Governor of Odisha
- In office 17 August 1983 – 20 November 1988
- Preceded by: Cheppudira Muthana Poonacha
- Succeeded by: Saiyid Nurul Hasan

Personal details
- Born: 23 December 1906
- Died: 1 June 1998 (aged 91)
- Citizenship: India
- Occupation: Politician

= Bishambhar Nath Pande =

Indian activist and politician

Bishambhar Nath Pande (23 December 1906 - 1 June 1998) was a freedom fighter, social worker, writer, ideological historical negationist and parliamentarian in India. Pande devoted his life to the cause of national integration, and to the spread of the Gandhian way of life.

==Life==
B. N. Pande was a member of the Indian National Congress and a close associate of Jawaharlal Nehru, the first prime minister of the Republic of India, as well as of Indira Gandhi, Rajiv Gandhi and Sonia Gandhi. He pursued a Gandhian philosophy and was for 18 years vice-chairman of the Gandhi Smriti and Darshan Samiti (GSDS), which aims to spread Gandhian principles and philosophy globally.

Pande gave lectures in countries such as Japan, Russia, Germany and Canada on the life and ideals of Mohandas K. Gandhi.

____________

From the text about Bishambhar Nath Pande, copy out word for word the part that opens with the words containing "- Citizenship: India" and closes with "Mohandas K. Gandhi.". You won't need the records.

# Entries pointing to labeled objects

____________

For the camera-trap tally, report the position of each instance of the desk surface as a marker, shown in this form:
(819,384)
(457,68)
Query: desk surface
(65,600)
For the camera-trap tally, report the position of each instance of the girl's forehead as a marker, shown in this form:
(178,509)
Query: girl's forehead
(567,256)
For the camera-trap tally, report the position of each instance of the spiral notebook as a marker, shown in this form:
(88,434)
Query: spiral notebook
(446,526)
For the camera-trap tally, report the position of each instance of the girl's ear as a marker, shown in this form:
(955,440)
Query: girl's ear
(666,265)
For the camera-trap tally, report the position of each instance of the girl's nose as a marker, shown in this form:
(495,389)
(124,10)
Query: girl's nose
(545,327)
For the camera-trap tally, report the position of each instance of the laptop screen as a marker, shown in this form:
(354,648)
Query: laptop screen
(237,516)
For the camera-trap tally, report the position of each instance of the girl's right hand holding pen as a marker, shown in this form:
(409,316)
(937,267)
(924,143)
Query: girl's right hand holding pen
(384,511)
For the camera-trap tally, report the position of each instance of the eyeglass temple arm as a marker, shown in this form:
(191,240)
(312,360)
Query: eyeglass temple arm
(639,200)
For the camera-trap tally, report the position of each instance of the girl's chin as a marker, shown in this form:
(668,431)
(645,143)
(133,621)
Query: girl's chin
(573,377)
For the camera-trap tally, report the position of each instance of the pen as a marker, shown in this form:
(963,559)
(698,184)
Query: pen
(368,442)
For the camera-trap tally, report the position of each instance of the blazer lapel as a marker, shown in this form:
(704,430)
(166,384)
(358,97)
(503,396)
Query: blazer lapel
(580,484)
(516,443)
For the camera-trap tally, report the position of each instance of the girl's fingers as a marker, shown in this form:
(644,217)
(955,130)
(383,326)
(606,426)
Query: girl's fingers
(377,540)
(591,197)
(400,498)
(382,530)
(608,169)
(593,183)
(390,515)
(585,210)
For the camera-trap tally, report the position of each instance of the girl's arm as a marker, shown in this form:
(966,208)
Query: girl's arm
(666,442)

____________

# Completed task
- Citizenship: India
- Occupation: Politician

= Bishambhar Nath Pande =

Indian activist and politician

Bishambhar Nath Pande (23 December 1906 - 1 June 1998) was a freedom fighter, social worker, writer, ideological historical negationist and parliamentarian in India. Pande devoted his life to the cause of national integration, and to the spread of the Gandhian way of life.

==Life==
B. N. Pande was a member of the Indian National Congress and a close associate of Jawaharlal Nehru, the first prime minister of the Republic of India, as well as of Indira Gandhi, Rajiv Gandhi and Sonia Gandhi. He pursued a Gandhian philosophy and was for 18 years vice-chairman of the Gandhi Smriti and Darshan Samiti (GSDS), which aims to spread Gandhian principles and philosophy globally.

Pande gave lectures in countries such as Japan, Russia, Germany and Canada on the life and ideals of Mohandas K. Gandhi.